Write out each record below exactly as it appears, with no pictures.

## Extracted material
··········

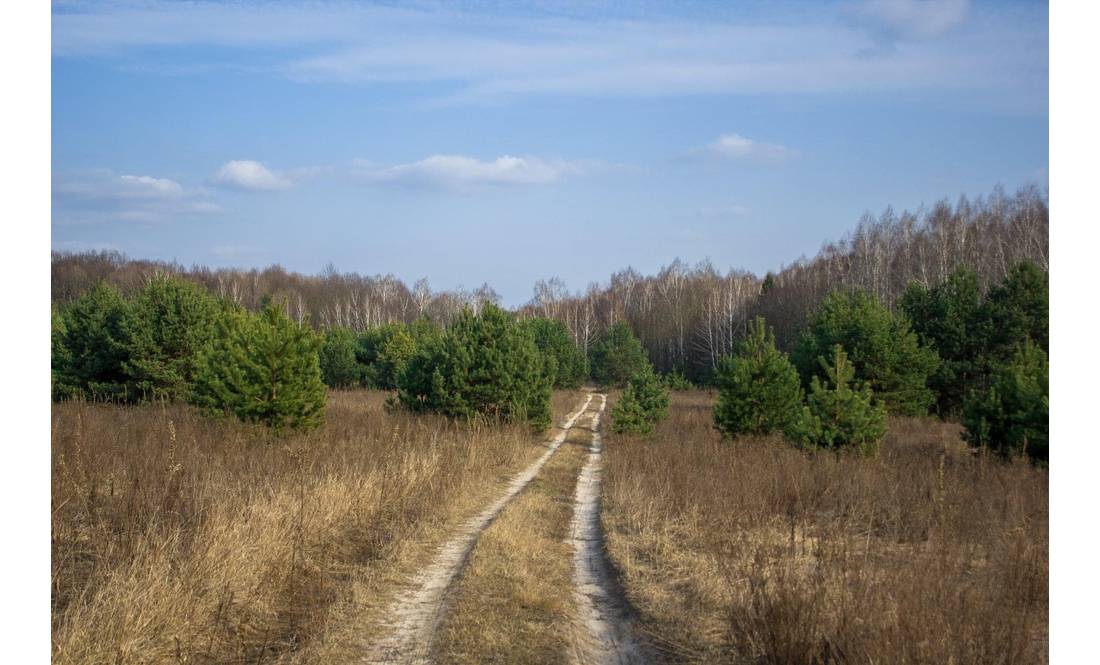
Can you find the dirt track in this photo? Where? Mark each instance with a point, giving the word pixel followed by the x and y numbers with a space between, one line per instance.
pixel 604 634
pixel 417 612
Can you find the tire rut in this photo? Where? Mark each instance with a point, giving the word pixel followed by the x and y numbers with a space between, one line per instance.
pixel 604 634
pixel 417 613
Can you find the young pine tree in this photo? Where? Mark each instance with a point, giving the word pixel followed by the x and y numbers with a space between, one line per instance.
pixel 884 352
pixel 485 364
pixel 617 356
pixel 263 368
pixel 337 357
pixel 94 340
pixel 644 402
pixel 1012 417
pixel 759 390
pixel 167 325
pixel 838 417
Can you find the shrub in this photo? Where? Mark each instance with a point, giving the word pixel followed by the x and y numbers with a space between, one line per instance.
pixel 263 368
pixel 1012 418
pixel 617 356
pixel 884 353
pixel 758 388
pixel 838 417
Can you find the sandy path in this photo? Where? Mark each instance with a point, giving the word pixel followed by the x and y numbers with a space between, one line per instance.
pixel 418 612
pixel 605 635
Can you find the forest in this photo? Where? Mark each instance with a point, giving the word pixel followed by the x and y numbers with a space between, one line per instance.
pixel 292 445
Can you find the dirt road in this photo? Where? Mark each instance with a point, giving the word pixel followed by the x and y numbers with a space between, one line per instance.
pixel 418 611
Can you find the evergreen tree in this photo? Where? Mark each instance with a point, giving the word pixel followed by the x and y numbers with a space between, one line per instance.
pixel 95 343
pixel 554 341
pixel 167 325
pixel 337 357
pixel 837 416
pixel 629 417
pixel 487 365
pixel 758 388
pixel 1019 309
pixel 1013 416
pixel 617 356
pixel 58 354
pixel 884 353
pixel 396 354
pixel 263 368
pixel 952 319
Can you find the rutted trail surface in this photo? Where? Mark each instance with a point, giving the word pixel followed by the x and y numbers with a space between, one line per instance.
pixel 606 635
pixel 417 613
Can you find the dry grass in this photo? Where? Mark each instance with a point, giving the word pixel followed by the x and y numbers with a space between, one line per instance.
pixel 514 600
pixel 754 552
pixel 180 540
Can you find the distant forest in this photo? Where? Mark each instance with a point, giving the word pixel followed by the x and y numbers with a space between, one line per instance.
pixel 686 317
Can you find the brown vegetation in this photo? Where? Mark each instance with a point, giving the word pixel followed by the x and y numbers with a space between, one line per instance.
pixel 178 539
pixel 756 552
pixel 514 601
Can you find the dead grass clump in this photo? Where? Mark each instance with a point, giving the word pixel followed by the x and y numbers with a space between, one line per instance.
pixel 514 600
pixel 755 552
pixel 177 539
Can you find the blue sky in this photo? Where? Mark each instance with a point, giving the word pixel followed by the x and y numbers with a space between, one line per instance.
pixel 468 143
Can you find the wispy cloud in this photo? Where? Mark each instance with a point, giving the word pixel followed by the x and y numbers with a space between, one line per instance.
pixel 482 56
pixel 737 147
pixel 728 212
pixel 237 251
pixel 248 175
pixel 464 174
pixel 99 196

··········

## Response to the task
Can you find the dirt track in this photo? Where? Mark each instance with a point, giving the word pixel followed by the x and y numbers with a space between, one line per instance.
pixel 604 634
pixel 417 612
Can you find the tire rut in this photo? Where? Mark each instance with a point, giving the word pixel followed by the x and y numbers with a space between, one line per instance.
pixel 604 634
pixel 417 613
Can you find the young pine tree in this photo? Where? Mark each instance with a point, giving the word pixel followed by the x and y numbers with a space between, one line per instance.
pixel 884 352
pixel 485 364
pixel 617 356
pixel 263 368
pixel 337 357
pixel 94 340
pixel 644 402
pixel 1012 417
pixel 759 390
pixel 167 325
pixel 838 417
Can you find the shrub in this photo? Where? Mark each instance with a point, giving the word pixel followed by the x and y numbers with a space between, one line per instance.
pixel 263 368
pixel 1012 418
pixel 617 356
pixel 884 353
pixel 758 388
pixel 838 417
Can you find the sandy path in this photo? Where? Mark each instance with a point, giving the word pixel followed by the x and y numbers with a space between, one line per instance.
pixel 418 612
pixel 605 635
Can you find the forest in this photo? Where? Mark each instance with a point, giving the word pixel followed by the x and y numbers with a space between, one line per instance.
pixel 292 445
Can you find the dirt road in this photo? Where? Mark each instance with a point, giving the word pixel followed by the x and y numbers with a space between, one line per instance.
pixel 418 611
Can you find the evergreen tree in this photo? Where? Mark each instance with a point, giving the word pixel followed by the x and y numbers with a space between, one line per instance.
pixel 95 343
pixel 554 341
pixel 167 325
pixel 337 357
pixel 837 416
pixel 629 417
pixel 487 365
pixel 758 388
pixel 1019 309
pixel 1013 416
pixel 617 356
pixel 58 354
pixel 884 353
pixel 396 354
pixel 263 368
pixel 952 319
Can you find the rutted trail surface in this photo? Where? Mark each instance with a point, giving the word pixel followed by the x and y numbers with a space between, one line per instance.
pixel 606 635
pixel 417 613
Can you find the dry grass in this photo? Where? Mark each instance with a point, giving the word pixel followed by the x and y numbers with a space between, one line per instance.
pixel 514 600
pixel 754 552
pixel 180 540
Can you find the distant forest in this photo? Where? Mark each instance with a point, giving the word pixel followed by the x and y numbers with a space between, one line per instance.
pixel 686 317
Can you find the brown vegetation in this photo? Where? Mark each instance with a point, giving the word pixel followed by the x and y numbers with a space between, one line per instance.
pixel 178 539
pixel 756 552
pixel 514 601
Can you find the dead grass clump in this photo? Where? Mark each instance with a point, giving the word pixel followed by the x and y numbers with a space between, one line per instance.
pixel 514 600
pixel 755 552
pixel 177 539
Can you find the blue sky in this photo? Where? Mark each instance with a point, giving the word pixel followed by the x and y numbers with a space between, one line per instance.
pixel 468 143
Can you find the wispy cloud in this photo? Where? Mark each instance with a point, giving the word pixel followed by the x and y numbers with a space between, one line per instance.
pixel 482 56
pixel 737 147
pixel 728 212
pixel 237 251
pixel 248 175
pixel 464 174
pixel 99 196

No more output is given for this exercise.